— START GIVEN PASSAGE —

Climate Change: SLC right to urge federal action
By The Salt Lake Tribune

Climate change should be a matter of science, not politics. But only changes in public policy, which is often determined by political ideology, can reduce the human-caused warming that is threatening ecosystems around the globe.

In the end, governments, large and small, will be forced to confront the vast upheavals that climate change can bring if we don’t act now to curb greenhouse-gas emissions.

That’s why it’s important that Salt Lake City is supporting a growing movement among cities to urge President Barack Obama and the Environmental Protection Agency to invoke the Clean Air Act to place limits on carbon emissions. The City Council and Mayor Ralph Becker collaborated on a resolution urging the federal agency to "swiftly employ and enforce" the act. Only Councilman Carlton Christensen voted against it.

— END GIVEN PASSAGE —
— START RECORDED INFORMATION —

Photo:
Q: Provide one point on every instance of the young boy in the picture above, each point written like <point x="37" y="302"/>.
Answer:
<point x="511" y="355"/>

— END RECORDED INFORMATION —

• _WHAT TO DO_
• A. From the climate change editorial, extract the passage starting with "Climate Change: SLC" and going on through "voted against it.", copied word for word.
• B. Write what comes next in the editorial on Salt Lake City and climate change, picking up after its final sentence.

• _ANSWERS FOR THE EXERCISE_
• A.
Climate Change: SLC right to urge federal action
By The Salt Lake Tribune

Climate change should be a matter of science, not politics. But only changes in public policy, which is often determined by political ideology, can reduce the human-caused warming that is threatening ecosystems around the globe.

In the end, governments, large and small, will be forced to confront the vast upheavals that climate change can bring if we don’t act now to curb greenhouse-gas emissions.

That’s why it’s important that Salt Lake City is supporting a growing movement among cities to urge President Barack Obama and the Environmental Protection Agency to invoke the Clean Air Act to place limits on carbon emissions. The City Council and Mayor Ralph Becker collaborated on a resolution urging the federal agency to "swiftly employ and enforce" the act. Only Councilman Carlton Christensen voted against it.

• B.
The need to act is underscored by a new report on severe weather events related to global warming coming from the Intergovernmental Panel on Climate Change. The panel, founded by the United Nations in 1988, is focusing for the first time on extreme weather changes, which have increased in number and intensity in recent decades.

Weather disasters including drought, flooding, hurricanes and rising seas cost the U.S. government an average of $3 billion a year in the 1980s. In the past 10 years, that figure has skyrocketed to $20 billion a year, adjusted for inflation.

And those amounts include only widespread disasters covered by federal insurance, a fraction of the total cost of increasingly severe weather-related events linked to climate change.

Globally, the IPCC scientists see such catastrophes increasing in cost, especially in poor areas, but also in densely populated coastal areas in developed nations like the United States. The report predicts more severe tropical cyclones, more frequent heat waves and drought, as well as heavier precipitation and flooding.

The Western region of the U.S. will be one of the hardest-hit areas in the world. Whether Utah policy makers recognize the threat or not, more wildfires, drought and extreme heat are likely to affect residents of the Beehive State. Policy changes to reduce carbon emissions can still improve the outcome somewhat, but the window of opportunity to make a difference is rapidly closing.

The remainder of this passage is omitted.